■ **Set task A**:
In the text about Mr. Einhorn's fund, how far has Sprint fallen since the end of the second quarter?
■ **Set task B**:
Continue the text about Mr. Einhorn's fund holdings from the point where it stops.

1. Recent Performance: I'm not thrilled with Mr. Einhorn's work this year. He first tried to invest in the New York Mets, but that fell through. Apparently, he was too greedy and was just trying to get control of the team in a few years. Right now, the Mets are losing tons of money and will always be the #2 team in the city. But that was a personal investment. Let's look at some of his fund's holdings as of June 30. I don't give him credit for having Apple (NASDAQ:AAPL) as a holding, because it's, well, Apple (and after the earnings report it will be down a bit). Now the S&P 500 is down 9% since the end of the 2nd quarter, so you would expect some holdings to be down. But Einhorn's #4 holding, Sprint (NYSE:S), is down almost 50% since then. It will be interesting to see if his fund adds more Sprint shares at these lower levels. Despite the heavy probability of the company needing capital and further diluting shares, Mr. Einhorn says he still likes the stock. Another dog is Best Buy (NYSE:BBY). It's down 20% over that time period, and the fund added to its holdings. Interesting selection considering the lack of potential growth prospects. If you look at the rest of his top ten as of June 30, most of them are down at least single digits since then (along with the market), and about half are down in double digits.

■ **Material provided**:
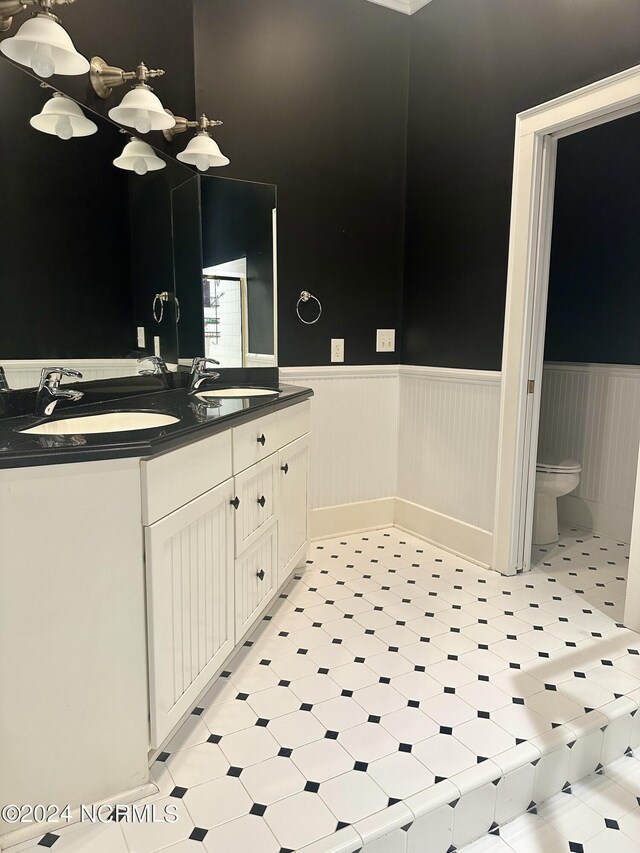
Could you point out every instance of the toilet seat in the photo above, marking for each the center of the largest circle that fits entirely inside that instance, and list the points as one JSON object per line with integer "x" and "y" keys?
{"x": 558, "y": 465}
...
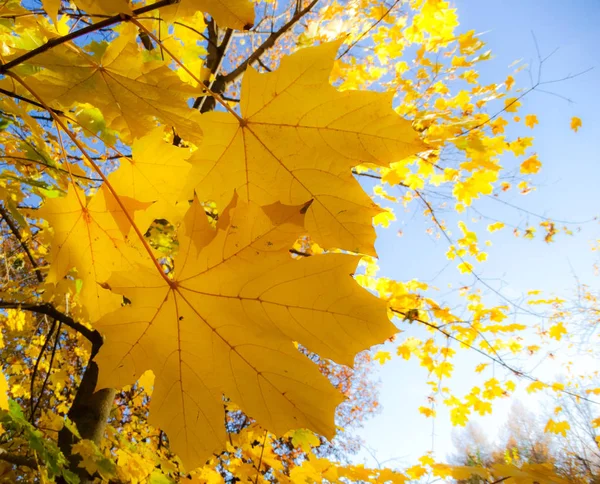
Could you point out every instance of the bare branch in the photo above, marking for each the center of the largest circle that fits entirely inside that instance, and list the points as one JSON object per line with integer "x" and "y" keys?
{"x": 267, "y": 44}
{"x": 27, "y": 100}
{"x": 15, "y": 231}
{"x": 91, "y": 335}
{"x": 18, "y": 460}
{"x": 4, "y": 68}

■ **Task result A**:
Almost 50%.

■ **Task result B**:
2. Timing: The timing of this might be a little questionable. I would like to know what Mr. Einhorn's position was in Green Mountain stock before this speech. Was he short the stock going in? And what was his basis? He says short a stock at $93 that has spent quite a bit of time the past few months above $95. Shouldn't he have made these comments when the stock was at $115? Since I'm not an investor in the fund, I'm not sure we'll get an answer on this point anytime soon.

3. Competitive Balance in 2012: Mr. Einhorn argues that Green Mountain will be in trouble when certain patents on some of its products start to expire over the next year or so. He argues that other companies, such as Kraft (KFT) may start producing similar K-cup type products. Okay, but how many people are going to switch right away? I'm not a coffee drinker, but I know plenty of people are. And all I hear is that people love the flavors. A lot of businesses use Green Mountain coffee in their workplace, and I don't see them changing that anytime soon. Why get rid of something you know and love just because something new is out?

4. Bad Accounting and GAAP Issues: The company has seemed to have this cloud loom over it for a while, and they have had a restatement or two here or there. But, people were saying this when the stock was at $30 a year ago. It's now above $80 and has been higher. Until actual fraud or other issues come out, I wouldn't take note.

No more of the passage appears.